* TASK PROMPT *
In the entries below, filter for the word "towers" and copy every matching line.

* RECORDS TO PROCESS *
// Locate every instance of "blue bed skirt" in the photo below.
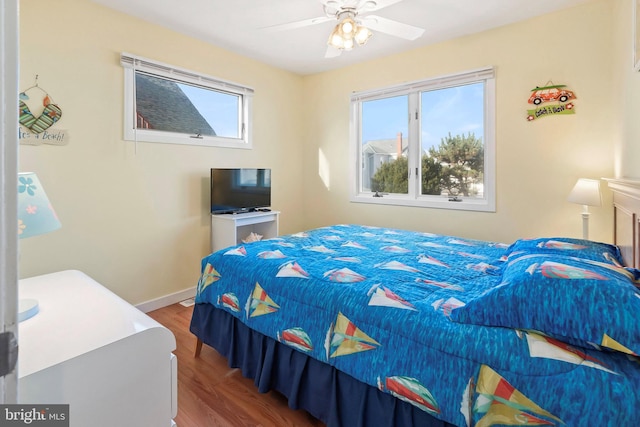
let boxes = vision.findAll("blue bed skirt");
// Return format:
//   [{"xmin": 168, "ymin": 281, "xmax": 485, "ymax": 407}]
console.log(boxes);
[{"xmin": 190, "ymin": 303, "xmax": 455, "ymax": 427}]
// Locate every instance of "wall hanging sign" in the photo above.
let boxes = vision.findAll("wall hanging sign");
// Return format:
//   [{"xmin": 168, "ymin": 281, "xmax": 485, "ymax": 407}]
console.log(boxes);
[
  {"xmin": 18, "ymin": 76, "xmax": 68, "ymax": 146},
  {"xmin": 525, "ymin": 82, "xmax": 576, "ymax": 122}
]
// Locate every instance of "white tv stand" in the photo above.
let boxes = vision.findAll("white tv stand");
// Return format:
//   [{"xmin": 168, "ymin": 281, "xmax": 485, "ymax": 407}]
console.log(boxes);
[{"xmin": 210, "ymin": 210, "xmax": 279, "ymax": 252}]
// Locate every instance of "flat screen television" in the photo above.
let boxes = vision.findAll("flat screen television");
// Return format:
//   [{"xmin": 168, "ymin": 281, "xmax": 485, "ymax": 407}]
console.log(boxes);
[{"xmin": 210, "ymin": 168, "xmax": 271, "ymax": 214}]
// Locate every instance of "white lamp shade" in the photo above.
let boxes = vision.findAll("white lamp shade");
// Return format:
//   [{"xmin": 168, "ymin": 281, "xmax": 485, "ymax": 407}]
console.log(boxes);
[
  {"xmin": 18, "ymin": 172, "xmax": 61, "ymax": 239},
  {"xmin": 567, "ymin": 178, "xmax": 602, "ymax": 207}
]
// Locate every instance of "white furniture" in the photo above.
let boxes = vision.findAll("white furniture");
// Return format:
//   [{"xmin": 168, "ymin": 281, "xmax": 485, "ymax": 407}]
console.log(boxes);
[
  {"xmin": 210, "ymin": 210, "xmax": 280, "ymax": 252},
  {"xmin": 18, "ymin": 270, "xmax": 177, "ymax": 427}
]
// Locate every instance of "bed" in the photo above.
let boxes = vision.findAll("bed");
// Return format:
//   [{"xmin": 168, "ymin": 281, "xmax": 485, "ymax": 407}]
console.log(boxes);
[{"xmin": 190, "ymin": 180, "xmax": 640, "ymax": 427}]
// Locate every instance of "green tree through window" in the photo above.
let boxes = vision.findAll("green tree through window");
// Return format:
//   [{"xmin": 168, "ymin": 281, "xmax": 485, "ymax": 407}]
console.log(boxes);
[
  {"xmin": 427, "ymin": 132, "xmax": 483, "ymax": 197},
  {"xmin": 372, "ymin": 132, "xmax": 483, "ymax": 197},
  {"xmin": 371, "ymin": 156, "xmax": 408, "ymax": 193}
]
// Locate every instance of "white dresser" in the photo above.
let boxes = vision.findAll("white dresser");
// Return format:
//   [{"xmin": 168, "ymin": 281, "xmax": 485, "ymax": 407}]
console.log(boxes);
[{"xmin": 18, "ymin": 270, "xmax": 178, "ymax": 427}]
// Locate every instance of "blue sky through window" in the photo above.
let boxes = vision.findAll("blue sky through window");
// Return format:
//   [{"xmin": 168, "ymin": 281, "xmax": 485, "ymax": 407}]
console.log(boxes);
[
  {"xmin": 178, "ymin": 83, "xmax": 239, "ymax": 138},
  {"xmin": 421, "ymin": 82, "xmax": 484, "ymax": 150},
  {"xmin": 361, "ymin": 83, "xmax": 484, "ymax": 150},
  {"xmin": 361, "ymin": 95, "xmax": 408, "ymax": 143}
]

---

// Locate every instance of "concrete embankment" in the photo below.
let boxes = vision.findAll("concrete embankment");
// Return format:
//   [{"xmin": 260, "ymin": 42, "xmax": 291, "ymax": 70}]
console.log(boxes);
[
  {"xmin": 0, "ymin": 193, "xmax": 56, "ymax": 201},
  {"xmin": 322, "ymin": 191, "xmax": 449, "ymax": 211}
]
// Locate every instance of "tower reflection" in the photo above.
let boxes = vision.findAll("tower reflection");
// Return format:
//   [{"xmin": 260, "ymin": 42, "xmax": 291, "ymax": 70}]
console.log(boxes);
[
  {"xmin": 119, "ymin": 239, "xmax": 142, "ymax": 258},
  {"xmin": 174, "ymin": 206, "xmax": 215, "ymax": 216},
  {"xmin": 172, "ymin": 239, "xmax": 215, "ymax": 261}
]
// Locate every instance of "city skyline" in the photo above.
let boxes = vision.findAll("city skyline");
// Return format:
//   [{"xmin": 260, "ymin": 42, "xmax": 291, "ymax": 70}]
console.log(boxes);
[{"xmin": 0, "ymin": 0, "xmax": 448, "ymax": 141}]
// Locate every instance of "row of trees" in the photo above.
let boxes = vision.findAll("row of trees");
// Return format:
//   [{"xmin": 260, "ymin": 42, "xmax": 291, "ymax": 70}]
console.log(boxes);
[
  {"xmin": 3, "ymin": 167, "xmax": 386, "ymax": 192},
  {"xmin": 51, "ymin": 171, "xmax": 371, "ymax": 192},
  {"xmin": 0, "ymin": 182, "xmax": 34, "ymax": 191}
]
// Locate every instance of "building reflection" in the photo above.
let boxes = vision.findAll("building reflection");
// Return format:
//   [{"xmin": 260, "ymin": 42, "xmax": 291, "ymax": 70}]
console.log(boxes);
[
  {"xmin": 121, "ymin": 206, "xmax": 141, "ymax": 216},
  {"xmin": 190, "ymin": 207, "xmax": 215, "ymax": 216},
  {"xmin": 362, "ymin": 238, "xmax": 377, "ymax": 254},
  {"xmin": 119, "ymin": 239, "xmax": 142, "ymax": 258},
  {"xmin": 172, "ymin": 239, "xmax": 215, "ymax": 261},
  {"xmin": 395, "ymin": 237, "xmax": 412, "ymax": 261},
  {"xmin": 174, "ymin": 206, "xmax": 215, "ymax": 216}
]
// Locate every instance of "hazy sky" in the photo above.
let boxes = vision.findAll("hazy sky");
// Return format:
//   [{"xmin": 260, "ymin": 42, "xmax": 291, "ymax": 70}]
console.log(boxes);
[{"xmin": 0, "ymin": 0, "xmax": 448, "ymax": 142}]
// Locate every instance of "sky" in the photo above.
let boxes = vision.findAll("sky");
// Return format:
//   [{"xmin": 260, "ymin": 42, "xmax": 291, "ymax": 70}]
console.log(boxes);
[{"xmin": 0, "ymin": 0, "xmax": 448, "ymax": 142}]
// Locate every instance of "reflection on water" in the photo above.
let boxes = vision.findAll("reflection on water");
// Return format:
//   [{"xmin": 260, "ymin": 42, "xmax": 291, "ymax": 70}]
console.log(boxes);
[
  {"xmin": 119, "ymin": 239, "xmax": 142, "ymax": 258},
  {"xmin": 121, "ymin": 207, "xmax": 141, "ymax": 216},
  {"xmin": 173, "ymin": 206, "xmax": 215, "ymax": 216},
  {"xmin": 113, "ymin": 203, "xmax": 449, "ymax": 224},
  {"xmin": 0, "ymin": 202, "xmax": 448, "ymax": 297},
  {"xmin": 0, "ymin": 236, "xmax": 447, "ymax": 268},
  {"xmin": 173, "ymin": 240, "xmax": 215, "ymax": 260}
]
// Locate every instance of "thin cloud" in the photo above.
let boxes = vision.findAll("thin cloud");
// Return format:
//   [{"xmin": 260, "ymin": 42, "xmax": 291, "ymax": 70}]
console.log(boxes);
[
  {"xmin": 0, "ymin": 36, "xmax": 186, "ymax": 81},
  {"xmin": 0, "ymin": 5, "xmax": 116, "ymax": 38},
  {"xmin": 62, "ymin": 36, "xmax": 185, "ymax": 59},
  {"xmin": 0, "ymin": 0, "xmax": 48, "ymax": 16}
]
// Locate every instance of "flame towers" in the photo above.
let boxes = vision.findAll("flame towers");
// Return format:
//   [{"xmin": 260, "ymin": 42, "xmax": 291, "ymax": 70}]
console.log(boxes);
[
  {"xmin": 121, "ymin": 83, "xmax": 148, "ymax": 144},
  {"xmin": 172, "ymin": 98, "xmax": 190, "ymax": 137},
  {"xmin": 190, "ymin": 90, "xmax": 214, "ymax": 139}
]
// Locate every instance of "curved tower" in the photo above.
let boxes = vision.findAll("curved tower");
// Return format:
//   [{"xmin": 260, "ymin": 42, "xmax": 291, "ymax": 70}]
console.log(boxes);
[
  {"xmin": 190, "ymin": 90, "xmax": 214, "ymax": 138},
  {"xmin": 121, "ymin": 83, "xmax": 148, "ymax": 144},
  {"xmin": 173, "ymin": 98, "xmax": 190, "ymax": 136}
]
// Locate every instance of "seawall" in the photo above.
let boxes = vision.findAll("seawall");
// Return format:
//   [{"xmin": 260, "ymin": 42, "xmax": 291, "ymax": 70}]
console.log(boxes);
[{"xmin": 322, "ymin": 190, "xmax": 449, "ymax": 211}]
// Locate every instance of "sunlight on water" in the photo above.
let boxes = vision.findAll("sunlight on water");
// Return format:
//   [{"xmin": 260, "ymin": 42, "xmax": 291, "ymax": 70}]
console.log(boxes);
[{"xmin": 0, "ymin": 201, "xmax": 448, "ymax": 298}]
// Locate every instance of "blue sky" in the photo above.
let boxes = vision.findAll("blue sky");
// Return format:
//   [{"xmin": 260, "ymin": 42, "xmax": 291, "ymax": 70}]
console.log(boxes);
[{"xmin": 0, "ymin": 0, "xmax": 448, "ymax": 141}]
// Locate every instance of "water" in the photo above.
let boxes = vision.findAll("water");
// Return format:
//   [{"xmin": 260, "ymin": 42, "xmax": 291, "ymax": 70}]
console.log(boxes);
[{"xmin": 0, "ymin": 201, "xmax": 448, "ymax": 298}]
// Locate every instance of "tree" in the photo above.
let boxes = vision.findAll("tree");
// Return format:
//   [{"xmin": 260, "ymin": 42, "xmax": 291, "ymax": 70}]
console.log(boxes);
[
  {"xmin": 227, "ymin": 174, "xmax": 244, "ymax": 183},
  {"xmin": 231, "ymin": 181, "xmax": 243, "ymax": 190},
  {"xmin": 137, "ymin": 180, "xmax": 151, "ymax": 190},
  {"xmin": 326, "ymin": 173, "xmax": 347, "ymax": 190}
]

* RESULT FOR THIS EXERCISE *
// Locate every instance of "flame towers" in the photo above.
let boxes = vision.findAll("flame towers");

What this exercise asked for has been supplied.